[Records to use]
· · ·
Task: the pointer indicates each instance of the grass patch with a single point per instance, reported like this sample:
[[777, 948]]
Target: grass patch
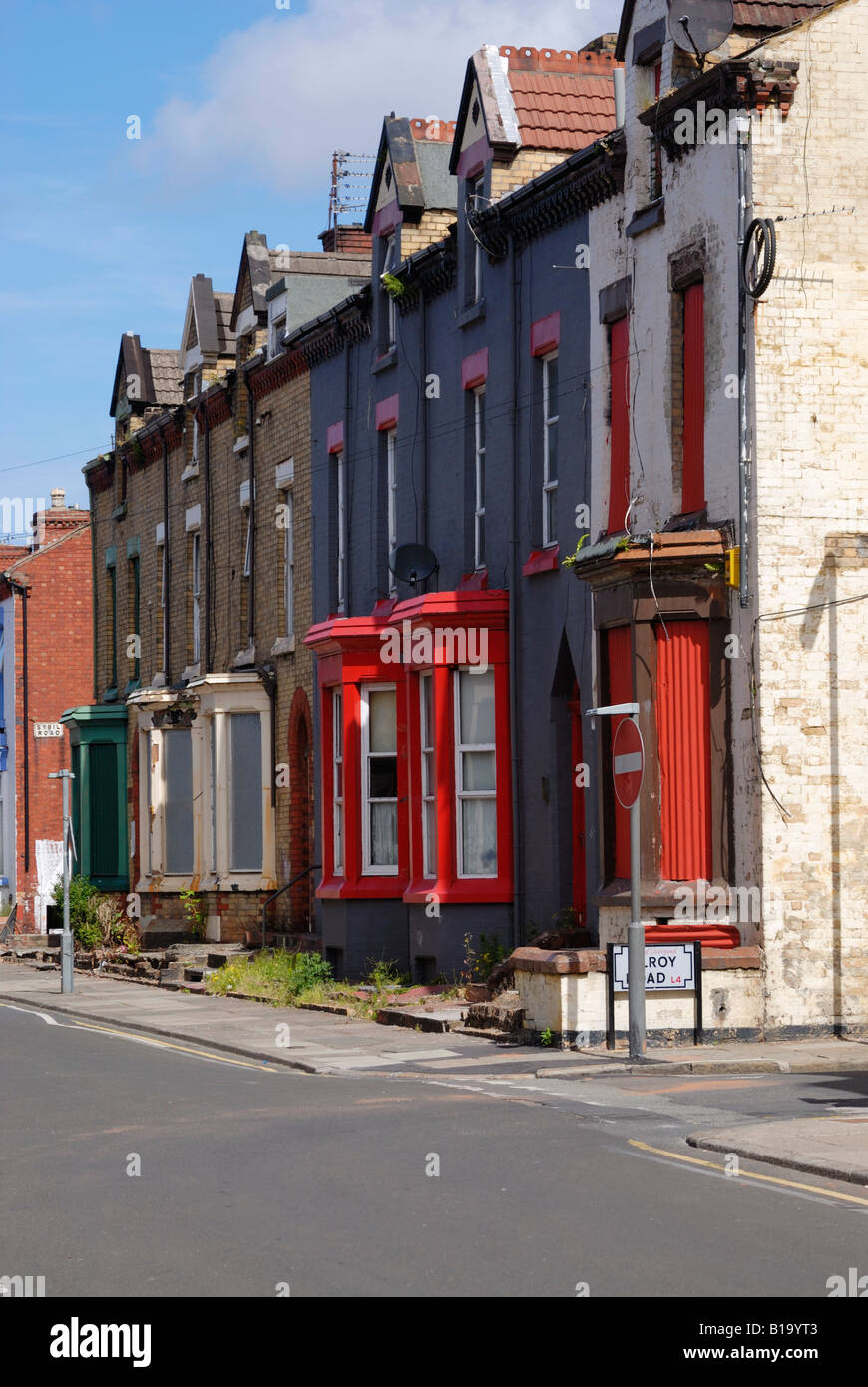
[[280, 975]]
· · ·
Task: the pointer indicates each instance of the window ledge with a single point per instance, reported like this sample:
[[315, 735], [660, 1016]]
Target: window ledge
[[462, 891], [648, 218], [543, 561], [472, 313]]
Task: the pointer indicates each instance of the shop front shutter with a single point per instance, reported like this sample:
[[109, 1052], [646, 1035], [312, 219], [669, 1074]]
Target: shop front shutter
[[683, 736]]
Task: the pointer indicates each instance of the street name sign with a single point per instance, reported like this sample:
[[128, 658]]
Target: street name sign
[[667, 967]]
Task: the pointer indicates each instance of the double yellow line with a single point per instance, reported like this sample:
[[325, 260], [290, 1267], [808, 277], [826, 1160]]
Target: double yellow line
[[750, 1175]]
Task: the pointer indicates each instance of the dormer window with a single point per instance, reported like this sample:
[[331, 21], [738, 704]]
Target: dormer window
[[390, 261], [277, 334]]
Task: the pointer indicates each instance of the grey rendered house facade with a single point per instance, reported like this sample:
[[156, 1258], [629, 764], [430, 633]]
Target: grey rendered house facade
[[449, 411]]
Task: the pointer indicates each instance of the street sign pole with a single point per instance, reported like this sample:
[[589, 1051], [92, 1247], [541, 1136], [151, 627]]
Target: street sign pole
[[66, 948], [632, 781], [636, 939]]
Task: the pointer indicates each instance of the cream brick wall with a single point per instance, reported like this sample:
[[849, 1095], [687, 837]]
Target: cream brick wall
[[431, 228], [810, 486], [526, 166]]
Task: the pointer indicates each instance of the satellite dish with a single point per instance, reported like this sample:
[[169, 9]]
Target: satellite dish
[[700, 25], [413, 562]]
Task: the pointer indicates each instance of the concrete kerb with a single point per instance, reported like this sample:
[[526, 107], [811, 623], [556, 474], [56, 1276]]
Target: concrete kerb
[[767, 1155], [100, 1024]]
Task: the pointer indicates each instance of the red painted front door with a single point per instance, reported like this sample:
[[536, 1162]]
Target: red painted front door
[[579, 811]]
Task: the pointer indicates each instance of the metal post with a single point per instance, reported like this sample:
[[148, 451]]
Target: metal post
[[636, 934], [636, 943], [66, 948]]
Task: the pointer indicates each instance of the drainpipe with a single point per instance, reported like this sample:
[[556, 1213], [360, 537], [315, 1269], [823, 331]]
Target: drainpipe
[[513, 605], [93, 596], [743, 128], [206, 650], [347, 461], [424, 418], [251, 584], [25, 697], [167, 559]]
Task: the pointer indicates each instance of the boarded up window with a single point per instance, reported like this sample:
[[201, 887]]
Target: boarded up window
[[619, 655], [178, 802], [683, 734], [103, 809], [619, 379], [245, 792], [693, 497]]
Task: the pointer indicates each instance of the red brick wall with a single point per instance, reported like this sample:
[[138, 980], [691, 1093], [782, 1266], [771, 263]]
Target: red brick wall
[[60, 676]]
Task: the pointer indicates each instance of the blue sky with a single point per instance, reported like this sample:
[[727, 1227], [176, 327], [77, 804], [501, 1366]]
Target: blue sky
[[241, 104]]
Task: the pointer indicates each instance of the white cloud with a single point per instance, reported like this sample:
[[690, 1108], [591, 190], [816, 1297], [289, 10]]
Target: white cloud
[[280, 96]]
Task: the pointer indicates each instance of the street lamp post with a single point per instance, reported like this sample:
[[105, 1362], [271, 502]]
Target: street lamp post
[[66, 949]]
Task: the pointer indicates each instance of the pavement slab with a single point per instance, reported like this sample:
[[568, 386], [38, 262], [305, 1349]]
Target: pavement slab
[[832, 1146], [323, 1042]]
· · ·
[Given request] Convert the part of the material above that opens with the line containing "Task: the pointer indicates each instance of the metal" and closes with the line containing "[[636, 934], [636, 943], [66, 948]]" into a Markdown table. Use the columns Row and Line, give each line its own numbered row, and leave out blank lines.

[Result of the task]
| Row | Line |
|---|---|
| 1 | Task: the pointer indicates each instance of the metal post with a single point per instance, reported like this sample: |
| 2 | [[148, 451]] |
| 3 | Target: metal post |
| 4 | [[636, 934], [636, 943], [66, 948]] |